- REQUIRED ACTIONS:
- A) In the concert review of The Drums below, which song did the band open with?
- B) Resume the review of The Drums' show at The Showbox, given below, from the point where it stops.

- DOCUMENT EXTRACT:
+--

Live Review: The Drums at The Showbox (8/8/18)

Live Reviews
08/13/2019
KEXP
words by Johnny Boddy
photos by Joel Simard

The Showbox was the last stop for The Drums on their U.S. tour following their latest melancholy alternative pop release Brutalism. As excitement built before The Drums took the stage, I reflected on the narrative of alternative music. If music matters, alternative music may matter the most, especially in today’s climate.

The Drums took to the stage playing an old fan favorite, "Days." Lead singer, writer, and producer Johnny Pierce’s voice croons over a thumping bassline as the crowd cheers and begins a sway-and-nod dance. The Drums lyrics are introspective, their sound melancholy;  they perform songs about break ups, self-loathing, growth. "Body Chemistry" off Brutalism begins, smoothly blending in with their old work because of its familiar bass driven undertones. Shortly after Johnny gave a heartfelt performance of Book of Stories off their self-titled debut.

I thought my life would get easier,
Instead it's darker, instead it's getting colder
Without you 

 

A beat after the song ends Johnny smiles and says, “It is really nice when a song you wrote ten years ago can still resonate with your heart.” As a fan this is also how it feels listening in, the soundscape you step into invites you back in like an old memory. Although Johnny described his new album as therapeutic self-growth, he admits he still does not have it all together.

+--

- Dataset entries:
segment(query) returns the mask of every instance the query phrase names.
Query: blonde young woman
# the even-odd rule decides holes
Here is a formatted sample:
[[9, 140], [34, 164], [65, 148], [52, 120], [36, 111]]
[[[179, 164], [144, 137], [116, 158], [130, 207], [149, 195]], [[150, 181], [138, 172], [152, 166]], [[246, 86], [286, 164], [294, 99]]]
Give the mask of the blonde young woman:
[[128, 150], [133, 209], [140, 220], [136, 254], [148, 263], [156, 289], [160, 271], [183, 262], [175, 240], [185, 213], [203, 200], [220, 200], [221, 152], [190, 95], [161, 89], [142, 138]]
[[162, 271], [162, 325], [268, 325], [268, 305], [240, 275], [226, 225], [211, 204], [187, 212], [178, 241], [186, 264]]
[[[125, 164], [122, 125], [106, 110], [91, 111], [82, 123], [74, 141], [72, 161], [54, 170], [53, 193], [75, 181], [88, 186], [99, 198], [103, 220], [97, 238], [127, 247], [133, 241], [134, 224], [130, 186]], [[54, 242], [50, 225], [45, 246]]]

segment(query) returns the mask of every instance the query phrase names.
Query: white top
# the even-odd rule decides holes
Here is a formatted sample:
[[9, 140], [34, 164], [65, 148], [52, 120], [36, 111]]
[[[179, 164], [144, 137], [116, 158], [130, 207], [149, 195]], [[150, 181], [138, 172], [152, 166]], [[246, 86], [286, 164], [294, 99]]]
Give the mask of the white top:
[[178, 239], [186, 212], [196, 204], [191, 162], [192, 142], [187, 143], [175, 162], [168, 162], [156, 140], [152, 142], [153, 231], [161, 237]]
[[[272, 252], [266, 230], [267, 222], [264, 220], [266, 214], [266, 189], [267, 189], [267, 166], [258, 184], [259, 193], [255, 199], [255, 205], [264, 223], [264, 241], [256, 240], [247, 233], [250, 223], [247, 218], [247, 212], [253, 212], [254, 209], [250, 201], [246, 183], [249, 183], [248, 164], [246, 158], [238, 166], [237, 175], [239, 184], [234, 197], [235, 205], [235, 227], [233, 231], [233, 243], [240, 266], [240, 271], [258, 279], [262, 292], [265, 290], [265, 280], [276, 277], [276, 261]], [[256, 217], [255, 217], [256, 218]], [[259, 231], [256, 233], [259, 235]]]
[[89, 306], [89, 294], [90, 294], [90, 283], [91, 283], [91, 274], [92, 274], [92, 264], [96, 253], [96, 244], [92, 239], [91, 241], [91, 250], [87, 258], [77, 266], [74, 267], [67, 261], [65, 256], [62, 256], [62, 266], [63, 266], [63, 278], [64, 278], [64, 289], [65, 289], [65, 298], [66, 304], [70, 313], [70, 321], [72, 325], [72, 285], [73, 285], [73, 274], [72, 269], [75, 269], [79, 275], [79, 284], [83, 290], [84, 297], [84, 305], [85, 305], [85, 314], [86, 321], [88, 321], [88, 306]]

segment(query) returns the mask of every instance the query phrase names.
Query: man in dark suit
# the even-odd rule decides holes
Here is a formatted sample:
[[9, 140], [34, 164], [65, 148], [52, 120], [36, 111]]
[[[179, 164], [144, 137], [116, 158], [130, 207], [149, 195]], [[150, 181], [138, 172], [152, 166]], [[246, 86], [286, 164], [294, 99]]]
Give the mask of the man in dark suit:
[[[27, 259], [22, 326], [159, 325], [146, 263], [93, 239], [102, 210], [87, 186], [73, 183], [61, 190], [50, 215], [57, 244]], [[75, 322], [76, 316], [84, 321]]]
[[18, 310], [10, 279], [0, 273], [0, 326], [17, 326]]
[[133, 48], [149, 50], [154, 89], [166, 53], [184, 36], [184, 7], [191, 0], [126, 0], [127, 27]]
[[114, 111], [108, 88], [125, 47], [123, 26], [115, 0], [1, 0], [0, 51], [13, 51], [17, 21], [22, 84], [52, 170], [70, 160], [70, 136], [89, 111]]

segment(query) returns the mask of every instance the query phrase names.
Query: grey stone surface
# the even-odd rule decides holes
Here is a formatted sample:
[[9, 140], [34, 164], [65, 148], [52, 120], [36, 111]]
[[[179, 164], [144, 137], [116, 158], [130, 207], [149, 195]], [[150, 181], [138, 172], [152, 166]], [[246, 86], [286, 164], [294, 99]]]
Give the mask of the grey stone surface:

+--

- RESPONSE LIST:
- A) "Days," an old fan favorite.

- B)
Johnny spoke of a young fan that had hugged him before the show and told him to “be great” – it was a simple gesture that moved him enough to encourage everyone that night to do the same. In the spirit of progress and passing good will on, he urged the crowd to support the openers by purchasing their merch. “The Drums have been around for a long time,” he says, “we will be fine. Maybe buy a sticker from us, then show them some love.”

 

I feel the need to point out Johnny Pierce’s story: growing up home-schooled by conservative Christian parents who alienated and ostracized his queer identity. Not to pigeonhole Johnny as a queer artist, but to celebrate his identity in relation to their music. It is Johnny’s experience of standing on the outside that draws in crowds of alternative youth seeking a place to belong. It is about welcoming all into that space where we encourage each other to be great.